WHAT TO DO - Can you retype the records character for character, starting at the line with "of the white" and continuing through the end of the records?

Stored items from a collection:
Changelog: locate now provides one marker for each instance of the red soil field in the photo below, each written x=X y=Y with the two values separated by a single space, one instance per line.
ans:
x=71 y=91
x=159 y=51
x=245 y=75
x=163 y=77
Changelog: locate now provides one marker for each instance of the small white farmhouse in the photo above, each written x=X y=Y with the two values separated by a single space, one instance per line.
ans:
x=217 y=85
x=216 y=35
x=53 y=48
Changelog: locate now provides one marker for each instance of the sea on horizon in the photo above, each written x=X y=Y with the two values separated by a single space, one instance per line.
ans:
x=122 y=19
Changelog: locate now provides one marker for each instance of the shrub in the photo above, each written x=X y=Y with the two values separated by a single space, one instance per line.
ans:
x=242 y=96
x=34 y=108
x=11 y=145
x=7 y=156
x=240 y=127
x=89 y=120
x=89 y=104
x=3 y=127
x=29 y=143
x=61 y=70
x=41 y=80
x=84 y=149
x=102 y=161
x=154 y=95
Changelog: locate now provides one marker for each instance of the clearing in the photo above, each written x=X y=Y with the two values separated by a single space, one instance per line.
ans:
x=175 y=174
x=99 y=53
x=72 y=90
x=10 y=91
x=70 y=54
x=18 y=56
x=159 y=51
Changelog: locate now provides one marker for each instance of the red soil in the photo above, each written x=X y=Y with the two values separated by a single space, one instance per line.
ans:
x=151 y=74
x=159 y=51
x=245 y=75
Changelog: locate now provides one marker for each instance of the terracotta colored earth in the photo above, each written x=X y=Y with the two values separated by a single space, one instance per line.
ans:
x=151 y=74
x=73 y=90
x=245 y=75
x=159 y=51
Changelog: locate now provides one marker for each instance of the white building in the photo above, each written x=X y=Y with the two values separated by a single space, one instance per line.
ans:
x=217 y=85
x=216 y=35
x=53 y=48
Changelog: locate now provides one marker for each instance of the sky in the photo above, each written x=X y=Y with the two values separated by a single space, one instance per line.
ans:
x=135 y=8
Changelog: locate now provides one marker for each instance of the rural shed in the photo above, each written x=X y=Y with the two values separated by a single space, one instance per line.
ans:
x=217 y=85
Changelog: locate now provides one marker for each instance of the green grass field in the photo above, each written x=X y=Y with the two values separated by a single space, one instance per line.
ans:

EXERCISE RESPONSE -
Changelog: locate now provides one marker for each instance of the white building in the photo above, each written x=X y=Y with the two values separated by a single space, one instance per line.
ans:
x=217 y=85
x=216 y=35
x=53 y=48
Changelog: locate now provides one marker for each instance of the sky in the photo above, each written x=X y=Y with the two values separated by a single space, one instance per line.
ans:
x=135 y=8
Changelog: locate now provides one marker for each instance of the rural shed in the photo above, each written x=X y=Y with the two values separated by a single space, one instance per line.
ans:
x=217 y=85
Changelog: locate now provides one marker for each instance of the green grass field in the photo above, each written x=X y=Y with the two values separated by a single space, one instance per line.
ans:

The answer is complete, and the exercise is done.